Written exercise 1:
Reproduce the Paul VI film text verbatim, in full.

Text:
- Genre: Biographical drama
- Written by: Francesco Arlanch Maura Nuccetelli Gianmario Pagano
- Directed by: Fabrizio Costa
- Starring: Fabrizio Gifuni; Mauro Marino; Antonio Catania;
- Composer: Marco Frisina
- Country of origin: Italy
- Original language: Italian

Production
- Cinematography: Giovanni Galasso
- Running time: 200 min.

Original release
- Network: Rai 1
- Release: November 30, 2008

= Paul VI: The Pope in the Tempest =

Paul VI: The Pope in the Tempest (Paolo VI - Il Papa nella tempesta) is a 2008 Italian biographical drama television movie directed by Fabrizio Costa. The film is based on real life events of Roman Catholic Pope Paul VI.

== Plot ==
During the kidnapping of Aldo Moro, Pope Paul reflects about his life:
As the young priest don Battista Montini, he studies French philosophers with students (some of them would found the Christian Democracy) in spite of the Fascist pressure.
He is called to serve the Papal curia of Pius XII in Rome.
He watches how the Holy See and Fascist Italy sign the 1929 Concordat.
He tries to protect the victims of Fascism and Allied bombing during the World War.
He is sent as bishop of Milan, the biggest diocese.
There he approaches the workers and the poor, who feel the Church is far from them, in a campaign of mission for a "civilization of love".
He is made a cardinal by Pope John XXIII.
He is called to participate in the Second Vatican Council.
After the pope's death, he is elected the new pope.
He follows the work of the council.

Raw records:
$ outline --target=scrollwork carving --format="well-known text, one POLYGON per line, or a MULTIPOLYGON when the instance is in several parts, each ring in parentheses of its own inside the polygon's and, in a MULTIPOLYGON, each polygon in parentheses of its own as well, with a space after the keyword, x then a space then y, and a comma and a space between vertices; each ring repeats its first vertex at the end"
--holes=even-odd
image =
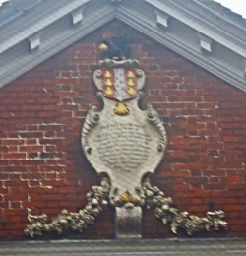
POLYGON ((151 186, 148 179, 143 182, 143 190, 146 196, 146 207, 152 209, 154 216, 160 219, 163 224, 170 224, 171 230, 177 233, 179 227, 191 235, 193 232, 207 230, 211 227, 218 230, 220 227, 227 229, 228 224, 223 221, 223 211, 207 212, 207 217, 189 215, 188 212, 178 212, 178 209, 171 207, 172 199, 165 197, 164 193, 155 186, 151 186))
POLYGON ((151 104, 148 104, 147 106, 147 118, 148 120, 154 125, 159 134, 160 134, 160 140, 159 140, 159 144, 158 144, 158 151, 162 152, 165 150, 166 147, 166 132, 165 132, 165 128, 162 125, 162 122, 159 119, 159 115, 158 113, 152 107, 151 104))
POLYGON ((87 193, 88 204, 78 213, 70 213, 66 209, 62 210, 50 224, 47 224, 47 215, 31 215, 28 210, 29 225, 24 230, 24 234, 34 237, 40 236, 43 232, 56 231, 62 233, 65 230, 83 232, 89 225, 94 224, 95 219, 108 205, 109 180, 103 177, 100 186, 92 186, 92 191, 87 193))

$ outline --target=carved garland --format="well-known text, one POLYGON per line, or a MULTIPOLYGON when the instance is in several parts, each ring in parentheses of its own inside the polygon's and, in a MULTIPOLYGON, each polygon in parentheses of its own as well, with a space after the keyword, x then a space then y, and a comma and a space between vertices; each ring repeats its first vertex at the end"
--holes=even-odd
MULTIPOLYGON (((173 233, 177 233, 179 227, 186 230, 191 235, 193 232, 207 230, 211 227, 218 230, 219 227, 227 229, 228 224, 223 221, 223 211, 207 212, 207 217, 200 218, 189 215, 188 212, 178 212, 178 209, 171 207, 172 199, 165 197, 164 193, 156 186, 152 186, 148 179, 145 179, 142 184, 144 195, 141 195, 147 209, 151 209, 157 219, 160 219, 163 224, 170 224, 173 233)), ((47 224, 47 215, 31 215, 31 210, 28 211, 29 225, 24 230, 25 235, 31 237, 40 236, 43 232, 56 231, 62 233, 65 230, 72 229, 73 231, 83 232, 88 228, 88 225, 94 224, 95 219, 108 205, 109 200, 109 180, 106 177, 102 178, 100 186, 92 186, 92 191, 87 193, 88 204, 78 213, 70 213, 66 209, 62 210, 50 224, 47 224)), ((130 195, 124 195, 118 199, 119 205, 124 205, 129 200, 130 195)), ((132 201, 132 203, 134 203, 132 201)), ((139 202, 138 202, 139 204, 139 202)))

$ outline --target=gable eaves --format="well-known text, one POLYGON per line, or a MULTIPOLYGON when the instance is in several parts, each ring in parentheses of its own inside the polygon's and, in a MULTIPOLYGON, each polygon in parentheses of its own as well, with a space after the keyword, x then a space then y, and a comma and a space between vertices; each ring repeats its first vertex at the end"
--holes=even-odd
POLYGON ((115 18, 246 92, 246 31, 196 0, 43 0, 0 28, 0 86, 115 18))

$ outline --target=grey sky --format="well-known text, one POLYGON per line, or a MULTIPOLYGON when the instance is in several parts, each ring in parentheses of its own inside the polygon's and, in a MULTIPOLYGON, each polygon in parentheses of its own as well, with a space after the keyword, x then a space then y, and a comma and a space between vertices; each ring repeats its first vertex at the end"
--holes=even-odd
MULTIPOLYGON (((0 0, 0 5, 6 1, 8 0, 0 0)), ((244 18, 246 18, 246 0, 216 0, 216 2, 221 3, 233 12, 241 14, 244 18)))

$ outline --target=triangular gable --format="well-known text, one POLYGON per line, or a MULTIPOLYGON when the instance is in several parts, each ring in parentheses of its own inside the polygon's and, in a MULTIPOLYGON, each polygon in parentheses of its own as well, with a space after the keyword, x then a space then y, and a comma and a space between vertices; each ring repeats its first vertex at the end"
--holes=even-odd
POLYGON ((117 19, 246 91, 246 30, 203 2, 38 0, 5 23, 1 8, 0 86, 117 19))

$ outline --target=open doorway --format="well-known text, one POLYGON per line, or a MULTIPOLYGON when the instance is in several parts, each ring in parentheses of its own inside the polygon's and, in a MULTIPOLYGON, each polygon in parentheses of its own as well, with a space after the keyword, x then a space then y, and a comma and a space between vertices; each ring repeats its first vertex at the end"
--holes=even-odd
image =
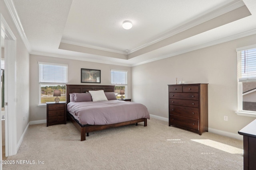
POLYGON ((0 62, 1 82, 0 82, 0 90, 1 90, 1 114, 2 127, 2 160, 6 160, 7 158, 5 155, 5 110, 4 109, 4 39, 1 37, 1 58, 0 62))
MULTIPOLYGON (((4 18, 0 14, 0 47, 1 47, 0 55, 2 55, 2 47, 3 48, 4 59, 4 135, 5 151, 6 156, 16 154, 17 153, 17 123, 16 123, 16 38, 4 18), (2 44, 3 45, 2 45, 2 44)), ((0 59, 1 57, 0 57, 0 59)), ((1 79, 0 77, 0 79, 1 79)), ((2 94, 1 91, 1 94, 2 94)), ((2 98, 0 98, 2 102, 2 98)), ((2 114, 0 109, 1 118, 2 114)), ((2 123, 0 121, 0 144, 2 146, 2 123)), ((2 160, 2 147, 0 147, 1 160, 2 160)), ((2 169, 2 164, 0 169, 2 169)))

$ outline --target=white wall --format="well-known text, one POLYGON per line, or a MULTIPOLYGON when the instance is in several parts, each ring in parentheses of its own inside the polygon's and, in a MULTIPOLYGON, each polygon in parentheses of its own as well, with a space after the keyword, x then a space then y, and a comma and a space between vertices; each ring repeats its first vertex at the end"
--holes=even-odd
MULTIPOLYGON (((16 40, 17 142, 29 122, 29 54, 13 24, 4 1, 0 1, 0 12, 14 34, 16 40), (23 116, 25 120, 23 120, 23 116)), ((10 96, 9 98, 13 98, 10 96)))
POLYGON ((144 104, 150 114, 168 118, 168 84, 175 84, 176 78, 178 83, 208 83, 209 127, 237 134, 255 118, 235 113, 236 49, 254 44, 255 39, 256 35, 132 67, 134 101, 144 104))
POLYGON ((101 83, 95 85, 111 85, 111 69, 127 70, 128 73, 128 95, 132 98, 131 68, 96 63, 88 62, 59 58, 30 55, 30 120, 45 120, 46 119, 46 106, 39 107, 39 88, 38 62, 52 63, 68 64, 68 84, 89 84, 81 83, 81 68, 101 70, 101 83))

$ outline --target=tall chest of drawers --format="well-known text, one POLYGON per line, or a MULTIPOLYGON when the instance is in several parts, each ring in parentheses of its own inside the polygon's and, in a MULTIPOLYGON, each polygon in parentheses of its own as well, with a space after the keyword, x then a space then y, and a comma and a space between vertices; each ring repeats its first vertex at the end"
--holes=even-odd
POLYGON ((168 85, 169 126, 208 131, 208 84, 168 85))

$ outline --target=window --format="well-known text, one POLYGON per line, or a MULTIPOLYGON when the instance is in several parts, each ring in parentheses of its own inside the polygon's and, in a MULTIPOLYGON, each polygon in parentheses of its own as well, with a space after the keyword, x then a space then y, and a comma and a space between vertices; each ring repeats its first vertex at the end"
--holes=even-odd
POLYGON ((127 98, 127 71, 111 70, 111 84, 116 85, 115 93, 116 98, 120 98, 120 91, 124 90, 124 98, 127 98))
POLYGON ((39 103, 54 102, 54 90, 60 90, 60 101, 66 101, 68 65, 39 62, 39 103))
POLYGON ((256 116, 256 49, 238 51, 238 112, 256 116))

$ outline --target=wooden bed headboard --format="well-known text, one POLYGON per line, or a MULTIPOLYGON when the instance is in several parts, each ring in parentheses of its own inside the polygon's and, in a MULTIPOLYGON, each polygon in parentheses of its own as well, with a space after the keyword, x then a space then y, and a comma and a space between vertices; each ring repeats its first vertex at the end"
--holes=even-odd
POLYGON ((115 86, 66 84, 67 104, 70 102, 69 94, 72 93, 86 93, 89 90, 103 90, 105 92, 114 92, 115 86))

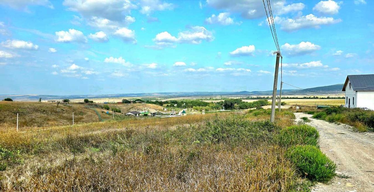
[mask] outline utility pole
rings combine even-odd
[[[275,117],[275,102],[277,96],[277,85],[278,84],[278,72],[279,68],[279,57],[280,54],[276,51],[277,59],[275,62],[275,73],[274,74],[274,84],[273,87],[273,98],[272,100],[272,113],[270,116],[270,122],[274,122]]]
[[[282,75],[280,75],[281,76]],[[278,101],[278,109],[279,110],[279,111],[280,112],[280,107],[282,107],[282,104],[280,103],[282,102],[282,87],[283,85],[283,82],[282,82],[282,78],[280,78],[280,90],[279,90],[279,101]]]

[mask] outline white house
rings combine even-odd
[[[374,110],[374,74],[348,75],[343,86],[346,107]]]

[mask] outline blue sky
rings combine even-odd
[[[262,1],[30,1],[0,2],[0,94],[272,88]],[[374,72],[374,2],[270,1],[284,82],[306,88]]]

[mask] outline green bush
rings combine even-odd
[[[286,155],[302,175],[312,181],[326,182],[335,176],[336,165],[315,146],[291,147],[287,150]]]
[[[106,109],[107,110],[109,110],[110,107],[109,107],[109,106],[105,104],[102,106],[102,108],[104,109]]]
[[[276,136],[278,144],[283,147],[298,145],[317,146],[319,134],[315,128],[307,125],[293,125],[280,130]]]
[[[326,113],[325,111],[320,112],[317,113],[315,113],[313,116],[312,117],[315,119],[322,119],[324,120],[326,118],[326,116],[327,114],[326,114]]]
[[[340,120],[344,119],[344,117],[343,114],[334,113],[326,117],[326,120],[330,123],[334,123],[338,122]]]

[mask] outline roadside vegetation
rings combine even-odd
[[[372,110],[332,107],[307,113],[313,114],[314,118],[349,125],[360,132],[374,131],[374,111]]]
[[[287,111],[271,123],[270,114],[4,127],[0,191],[310,191],[328,182],[335,164],[319,150],[316,129],[293,125]]]

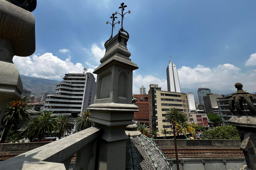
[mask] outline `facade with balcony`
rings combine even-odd
[[[134,112],[134,121],[138,125],[149,125],[148,116],[148,95],[135,94],[137,99],[136,106],[139,108],[139,112]]]

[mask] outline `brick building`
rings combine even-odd
[[[149,125],[148,115],[148,95],[135,94],[134,97],[138,100],[136,105],[139,107],[139,112],[134,112],[134,120],[138,125],[145,124]]]

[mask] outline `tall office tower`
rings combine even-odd
[[[144,87],[143,85],[141,86],[141,87],[140,88],[140,94],[141,95],[146,95],[146,88]]]
[[[49,94],[47,93],[42,93],[42,95],[41,95],[41,100],[40,102],[45,101],[45,100],[46,99],[46,96],[48,94]]]
[[[166,75],[168,91],[181,93],[177,67],[172,62],[171,57],[166,69]]]
[[[201,104],[204,104],[204,97],[207,95],[207,94],[211,93],[211,89],[208,88],[198,88],[197,90],[197,94],[199,98],[199,103]]]
[[[47,96],[43,110],[76,117],[94,102],[95,78],[90,73],[68,73],[63,79],[57,85],[55,94]]]
[[[188,93],[188,107],[189,108],[189,112],[191,110],[196,110],[196,107],[195,103],[195,98],[194,97],[194,93]]]

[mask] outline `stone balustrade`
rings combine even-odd
[[[69,169],[74,155],[73,169],[94,169],[98,139],[102,130],[92,127],[0,162],[0,169]]]

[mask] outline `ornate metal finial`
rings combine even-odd
[[[111,19],[112,20],[112,24],[108,22],[108,21],[106,23],[107,24],[110,24],[112,26],[112,32],[111,34],[111,37],[110,37],[110,38],[109,39],[110,39],[113,38],[113,29],[115,28],[115,25],[116,24],[117,24],[118,23],[118,24],[120,24],[120,21],[118,21],[118,22],[117,22],[115,24],[114,23],[114,22],[115,21],[115,19],[117,18],[117,17],[115,16],[115,14],[112,14],[112,16],[110,17],[110,18],[111,18]]]
[[[241,83],[236,83],[235,87],[237,89],[237,91],[229,101],[231,112],[237,115],[256,115],[253,105],[253,103],[256,103],[256,97],[243,90],[243,85]]]
[[[121,23],[121,31],[122,31],[123,30],[123,19],[124,19],[124,15],[127,13],[129,13],[129,14],[131,13],[131,11],[128,10],[128,12],[126,12],[124,14],[123,13],[124,11],[124,8],[127,7],[127,5],[124,5],[124,3],[123,2],[121,4],[121,6],[120,6],[119,8],[118,8],[119,9],[120,8],[121,9],[121,10],[122,11],[122,14],[121,14],[120,13],[118,13],[117,11],[116,11],[115,13],[115,14],[116,15],[117,15],[117,14],[119,14],[121,16],[121,17],[122,17],[122,22]]]

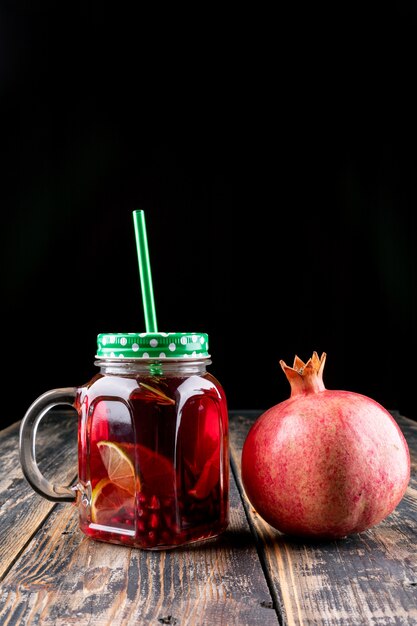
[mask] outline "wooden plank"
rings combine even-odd
[[[45,476],[62,484],[76,476],[77,415],[46,416],[39,426],[37,460]],[[18,457],[19,423],[0,432],[0,580],[54,508],[35,494],[22,474]]]
[[[149,552],[84,537],[75,508],[60,504],[1,583],[0,623],[276,625],[233,480],[230,517],[217,539]]]
[[[291,540],[264,522],[240,481],[241,450],[260,412],[231,420],[231,451],[250,525],[283,624],[417,624],[417,424],[395,414],[406,434],[412,476],[394,513],[344,540]]]

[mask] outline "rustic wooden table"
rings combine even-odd
[[[71,504],[32,491],[19,424],[0,432],[0,624],[417,625],[417,423],[397,413],[412,455],[407,493],[384,522],[344,540],[291,541],[245,498],[240,453],[256,411],[231,411],[231,523],[220,538],[146,552],[94,542]],[[76,420],[38,433],[46,475],[74,478]]]

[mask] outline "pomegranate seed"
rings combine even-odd
[[[156,513],[152,513],[150,518],[149,518],[149,526],[151,528],[158,528],[159,526],[159,515],[157,515]]]
[[[145,494],[144,494],[144,493],[142,493],[142,492],[139,492],[139,493],[138,493],[138,501],[139,501],[141,504],[146,504],[147,497],[145,496]]]
[[[171,543],[171,534],[167,530],[162,531],[161,541],[166,544]]]

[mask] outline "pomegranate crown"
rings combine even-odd
[[[324,391],[323,369],[326,362],[326,353],[323,352],[321,357],[316,351],[306,363],[297,355],[294,358],[293,366],[290,367],[283,360],[279,363],[291,385],[291,395],[300,393],[318,393]]]

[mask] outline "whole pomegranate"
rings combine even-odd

Written exercise 2:
In the listing, rewrite the stretch from the line containing "outline --target=carved garland" through the line containing "POLYGON ((115 18, 246", replacing "gable eaves" with "roof eaves" and leaving everything else unchanged. Return only those lines.

Written reply 1:
- Genre: Biographical drama
- Written by: Francesco Arlanch Maura Nuccetelli Gianmario Pagano
- Directed by: Fabrizio Costa
- Starring: Fabrizio Gifuni; Mauro Marino; Antonio Catania;
- Composer: Marco Frisina
- Country of origin: Italy
- Original language: Italian

Production
- Cinematography: Giovanni Galasso
- Running time: 200 min.

Original release
- Network: Rai 1
- Release: November 30, 2008

= Paul VI: The Pope in the Tempest =

Paul VI: The Pope in the Tempest (Paolo VI - Il Papa nella tempesta) is a 2008 Italian biographical drama television movie directed by Fabrizio Costa. The film is based on real life events of Roman Catholic Pope Paul VI.

== Plot ==
During the kidnapping of Aldo Moro, Pope Paul reflects about his life:
As the young priest don Battista Montini, he studies French philosophers with students (some of them would found the Christian Democracy) in spite of the Fascist pressure.
He is called to serve the Papal curia of Pius XII in Rome.
He watches how the Holy See and Fascist Italy sign the 1929 Concordat.
He tries to protect the victims of Fascism and Allied bombing during the World War.
He is sent as bishop of Milan, the biggest diocese.
There he approaches the workers and the poor, who feel the Church is far from them, in a campaign of mission for a "civilization of love".
He is made a cardinal by Pope John XXIII.
He is called to participate in the Second Vatican Council.
After the pope's death, he is elected the new pope.
He follows the work of the council.

Written reply 2:
$ outline --target=carved garland --format="well-known text, one POLYGON per line, or a MULTIPOLYGON when the instance is in several parts, each ring in parentheses of its own inside the polygon's and, in a MULTIPOLYGON, each polygon in parentheses of its own as well, with a space after the keyword, x then a space then y, and a comma and a space between vertices; each ring repeats its first vertex at the end"
--holes=even-odd
MULTIPOLYGON (((173 233, 177 233, 179 227, 186 230, 191 235, 193 232, 207 230, 211 227, 218 230, 219 227, 227 229, 228 224, 223 221, 223 211, 207 212, 207 217, 200 218, 189 215, 188 212, 178 212, 178 209, 171 207, 172 199, 165 197, 164 193, 156 186, 152 186, 148 179, 145 179, 142 184, 144 195, 141 195, 147 209, 151 209, 157 219, 160 219, 163 224, 170 224, 173 233)), ((47 224, 47 215, 31 215, 31 210, 28 211, 29 225, 24 230, 25 235, 31 237, 40 236, 43 232, 56 231, 62 233, 65 230, 72 229, 73 231, 83 232, 88 228, 88 225, 94 224, 95 219, 108 205, 109 200, 109 180, 106 177, 102 178, 100 186, 92 186, 92 191, 87 193, 88 204, 78 213, 70 213, 66 209, 62 210, 50 224, 47 224)), ((130 195, 124 195, 118 199, 119 205, 124 205, 129 200, 130 195)), ((132 201, 132 203, 134 203, 132 201)), ((139 202, 138 202, 139 204, 139 202)))

$ outline --target=roof eaves --format="well-known text, one POLYGON per line, or a MULTIPOLYGON when the instance is in several parts, each ring in parentheses of its own inside the polygon's and, in a MULTIPOLYGON, each polygon in parentheses of its own as well, with a space after the keyword, x then a space then y, and a comma and a space between vertices; each ring repeats its first vertex at the end"
--holes=even-odd
POLYGON ((115 18, 246 92, 246 31, 196 0, 43 0, 0 28, 0 86, 115 18))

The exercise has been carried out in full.